§ Records for the exercise
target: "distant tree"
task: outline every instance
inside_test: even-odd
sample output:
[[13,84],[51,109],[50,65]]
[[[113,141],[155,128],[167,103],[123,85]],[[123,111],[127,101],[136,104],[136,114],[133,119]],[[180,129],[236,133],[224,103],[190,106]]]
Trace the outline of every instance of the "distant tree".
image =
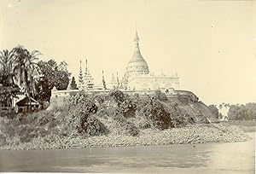
[[12,77],[0,71],[0,105],[11,107],[12,99],[20,94],[20,89],[13,83]]
[[216,107],[215,105],[209,105],[208,106],[211,113],[216,116],[217,119],[218,119],[219,116],[219,113],[218,113],[218,109]]
[[72,90],[78,90],[78,85],[76,84],[76,80],[75,80],[74,77],[73,77],[72,80],[71,80],[71,89]]
[[50,89],[55,86],[59,90],[67,90],[70,73],[67,71],[67,64],[65,61],[61,61],[58,65],[54,60],[49,60],[49,61],[40,61],[38,66]]
[[251,120],[256,119],[256,103],[251,102],[246,105],[230,105],[228,113],[230,120]]
[[48,80],[45,77],[40,78],[40,80],[38,81],[36,89],[37,89],[36,100],[41,104],[43,104],[44,102],[49,102],[50,96],[51,96],[51,90],[49,88]]

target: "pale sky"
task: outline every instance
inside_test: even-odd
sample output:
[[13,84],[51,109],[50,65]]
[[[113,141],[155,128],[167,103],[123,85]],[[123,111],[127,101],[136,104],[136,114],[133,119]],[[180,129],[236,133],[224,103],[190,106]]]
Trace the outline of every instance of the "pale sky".
[[123,74],[136,27],[149,71],[177,68],[180,89],[206,104],[256,102],[253,1],[0,2],[0,49],[20,44],[42,60],[65,61],[77,81],[85,58],[99,83],[102,69],[107,80]]

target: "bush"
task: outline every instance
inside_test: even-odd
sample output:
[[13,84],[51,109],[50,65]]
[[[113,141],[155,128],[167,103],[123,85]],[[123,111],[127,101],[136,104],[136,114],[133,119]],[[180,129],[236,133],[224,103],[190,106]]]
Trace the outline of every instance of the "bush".
[[161,92],[160,90],[156,90],[154,96],[160,101],[163,101],[163,102],[168,101],[166,94]]

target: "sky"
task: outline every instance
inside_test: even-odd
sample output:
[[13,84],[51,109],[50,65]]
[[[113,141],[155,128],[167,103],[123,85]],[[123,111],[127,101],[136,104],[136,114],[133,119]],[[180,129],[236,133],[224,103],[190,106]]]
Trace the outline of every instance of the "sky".
[[[149,71],[176,69],[180,90],[206,104],[256,102],[256,2],[224,0],[1,0],[0,50],[23,45],[65,61],[78,81],[121,76],[135,29]],[[120,77],[119,77],[120,78]]]

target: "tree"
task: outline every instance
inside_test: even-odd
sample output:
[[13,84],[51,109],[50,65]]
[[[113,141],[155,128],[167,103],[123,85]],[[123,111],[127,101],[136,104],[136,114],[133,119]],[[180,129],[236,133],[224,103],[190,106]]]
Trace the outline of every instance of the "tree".
[[14,73],[15,83],[22,93],[30,96],[35,96],[35,78],[38,77],[38,56],[41,55],[38,50],[29,52],[22,46],[14,49]]
[[71,81],[71,89],[72,90],[78,90],[78,85],[76,84],[76,80],[74,77],[72,77],[72,81]]
[[49,89],[54,86],[57,90],[67,90],[69,83],[70,73],[67,71],[67,64],[61,61],[59,65],[54,60],[38,62],[41,73],[44,75],[49,83]]
[[11,107],[12,99],[20,94],[19,87],[12,83],[11,78],[9,74],[0,72],[0,104],[7,107]]
[[0,69],[2,73],[11,74],[13,72],[14,57],[14,49],[12,49],[11,51],[9,51],[8,49],[0,51]]
[[43,104],[44,102],[49,102],[50,96],[51,96],[51,90],[49,86],[48,80],[44,76],[40,78],[36,87],[37,87],[36,100],[41,104]]

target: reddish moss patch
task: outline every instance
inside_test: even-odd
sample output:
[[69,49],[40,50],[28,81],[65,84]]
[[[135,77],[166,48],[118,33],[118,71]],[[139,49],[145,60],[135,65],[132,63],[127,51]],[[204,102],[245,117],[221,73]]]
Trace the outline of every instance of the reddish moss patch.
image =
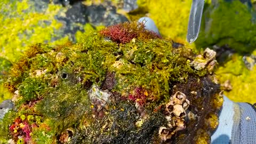
[[162,38],[156,33],[146,30],[144,24],[126,22],[106,27],[100,33],[117,43],[129,43],[134,38],[142,40]]

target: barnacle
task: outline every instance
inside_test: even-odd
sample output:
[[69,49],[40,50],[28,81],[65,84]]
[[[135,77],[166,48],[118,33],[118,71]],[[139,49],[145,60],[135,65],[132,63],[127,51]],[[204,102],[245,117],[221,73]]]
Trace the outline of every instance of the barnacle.
[[207,65],[208,70],[211,72],[217,62],[215,60],[216,52],[213,50],[206,48],[203,54],[198,55],[191,62],[191,65],[197,70],[204,69]]
[[15,111],[0,122],[0,137],[35,143],[209,140],[223,101],[207,67],[214,52],[173,47],[136,23],[93,31],[74,45],[31,46],[4,79]]

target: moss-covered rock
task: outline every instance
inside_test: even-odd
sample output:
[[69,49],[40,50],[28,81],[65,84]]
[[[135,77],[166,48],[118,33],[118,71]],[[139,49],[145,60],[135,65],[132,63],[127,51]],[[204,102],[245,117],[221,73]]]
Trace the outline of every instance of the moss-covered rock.
[[15,108],[0,136],[21,143],[210,143],[223,101],[215,53],[172,45],[134,22],[75,45],[31,46],[4,75]]
[[227,45],[240,53],[255,49],[256,12],[251,3],[241,1],[218,0],[206,5],[197,46]]

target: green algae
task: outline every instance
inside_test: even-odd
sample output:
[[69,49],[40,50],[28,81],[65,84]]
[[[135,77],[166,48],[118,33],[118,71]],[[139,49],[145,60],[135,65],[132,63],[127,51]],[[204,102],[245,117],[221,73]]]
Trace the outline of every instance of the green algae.
[[227,44],[238,52],[252,52],[256,46],[254,13],[238,0],[206,5],[197,46]]
[[256,99],[253,90],[255,85],[256,67],[254,66],[252,70],[248,69],[242,60],[242,57],[235,54],[231,59],[220,66],[216,73],[221,76],[219,78],[221,83],[227,80],[230,81],[233,89],[230,91],[225,91],[224,94],[236,102],[254,103]]
[[178,42],[186,43],[186,36],[192,1],[139,0],[137,3],[146,10],[161,35]]
[[[176,91],[183,91],[191,102],[196,102],[195,107],[206,106],[209,100],[197,100],[190,92],[203,90],[200,89],[206,86],[204,82],[210,80],[201,79],[208,73],[207,69],[191,67],[195,56],[191,50],[173,48],[172,41],[145,38],[116,43],[92,31],[75,45],[30,46],[4,77],[5,86],[14,95],[17,112],[5,115],[1,123],[1,137],[18,141],[21,140],[18,135],[36,143],[65,142],[67,138],[74,142],[92,142],[92,139],[100,143],[106,139],[109,142],[135,142],[145,138],[159,142],[158,130],[166,123],[159,107]],[[114,76],[108,78],[108,73]],[[107,85],[107,90],[102,92],[110,94],[109,101],[102,103],[104,98],[92,99],[92,87],[97,92],[111,78],[113,86]],[[206,100],[219,91],[218,86],[214,90],[207,92]],[[145,100],[139,97],[133,100],[134,95]],[[139,120],[143,111],[138,111],[137,102],[146,109],[148,118],[145,120]],[[206,113],[194,113],[205,116],[220,108],[214,106]],[[138,127],[134,124],[139,120],[142,121]],[[13,130],[24,131],[21,123],[28,123],[31,138]],[[129,130],[127,125],[130,125]],[[130,137],[134,139],[129,140]]]

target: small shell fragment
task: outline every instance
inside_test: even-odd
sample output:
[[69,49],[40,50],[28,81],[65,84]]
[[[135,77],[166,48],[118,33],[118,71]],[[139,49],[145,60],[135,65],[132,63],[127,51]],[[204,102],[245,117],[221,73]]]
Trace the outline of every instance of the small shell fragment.
[[186,95],[179,91],[177,92],[173,95],[173,101],[175,104],[182,105],[186,98]]
[[180,105],[175,105],[173,106],[173,114],[179,117],[183,118],[187,116],[182,106]]
[[161,140],[163,141],[166,141],[167,139],[170,139],[172,137],[172,134],[169,129],[163,126],[161,126],[159,129],[158,134]]

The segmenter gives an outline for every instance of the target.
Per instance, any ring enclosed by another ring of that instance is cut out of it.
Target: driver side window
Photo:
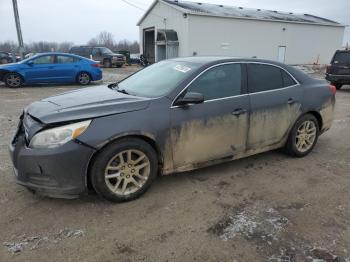
[[[33,59],[33,64],[35,65],[53,64],[53,63],[55,63],[55,61],[54,61],[54,56],[52,55],[44,55]]]
[[[207,101],[240,95],[241,86],[241,65],[226,64],[203,73],[188,87],[187,92],[201,93]]]
[[[101,50],[100,49],[98,49],[98,48],[94,48],[94,49],[92,49],[92,55],[100,55],[101,54]]]

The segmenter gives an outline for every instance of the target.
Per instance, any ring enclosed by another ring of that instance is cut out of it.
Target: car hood
[[[1,69],[12,70],[12,69],[17,68],[18,65],[19,65],[19,63],[3,64],[3,65],[0,65],[0,70]]]
[[[142,110],[149,103],[149,98],[122,94],[107,86],[96,86],[34,102],[24,112],[43,124],[53,124]]]
[[[122,54],[116,54],[116,53],[109,53],[109,54],[106,54],[107,56],[110,56],[110,57],[113,57],[113,56],[117,56],[117,57],[123,57],[124,55]]]

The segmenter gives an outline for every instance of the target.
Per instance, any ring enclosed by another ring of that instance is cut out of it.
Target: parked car
[[[103,67],[122,67],[125,64],[125,56],[113,53],[106,47],[99,46],[73,46],[69,53],[100,61]]]
[[[141,63],[140,54],[130,54],[130,63],[139,65]]]
[[[13,57],[11,53],[0,52],[0,64],[13,63]]]
[[[101,79],[99,63],[65,53],[42,53],[19,63],[0,66],[0,81],[8,87],[42,83],[88,85]]]
[[[109,86],[29,105],[10,152],[19,184],[53,197],[88,186],[111,201],[157,174],[284,148],[304,157],[331,127],[336,89],[278,63],[178,58]]]
[[[350,50],[337,50],[327,66],[326,79],[339,90],[350,85]]]

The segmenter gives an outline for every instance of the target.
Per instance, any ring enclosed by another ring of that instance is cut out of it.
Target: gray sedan
[[[334,86],[277,62],[178,58],[109,86],[25,108],[10,144],[17,182],[51,197],[111,201],[158,174],[284,148],[303,157],[332,124]]]

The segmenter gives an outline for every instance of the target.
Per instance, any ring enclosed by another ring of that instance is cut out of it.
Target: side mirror
[[[183,106],[188,104],[201,104],[204,102],[204,96],[200,93],[188,92],[184,97],[176,101],[177,106]]]

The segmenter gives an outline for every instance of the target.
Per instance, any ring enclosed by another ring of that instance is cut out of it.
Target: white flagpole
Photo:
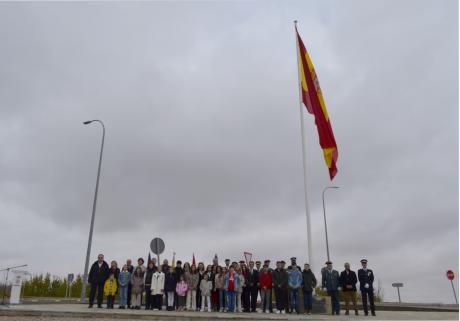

§ What the task asks
Report each line of the rows above that contains the string "distant", copying every such line in full. Case counts.

§ Response
target: "distant tree"
Trace the outline of every instance of the "distant tree".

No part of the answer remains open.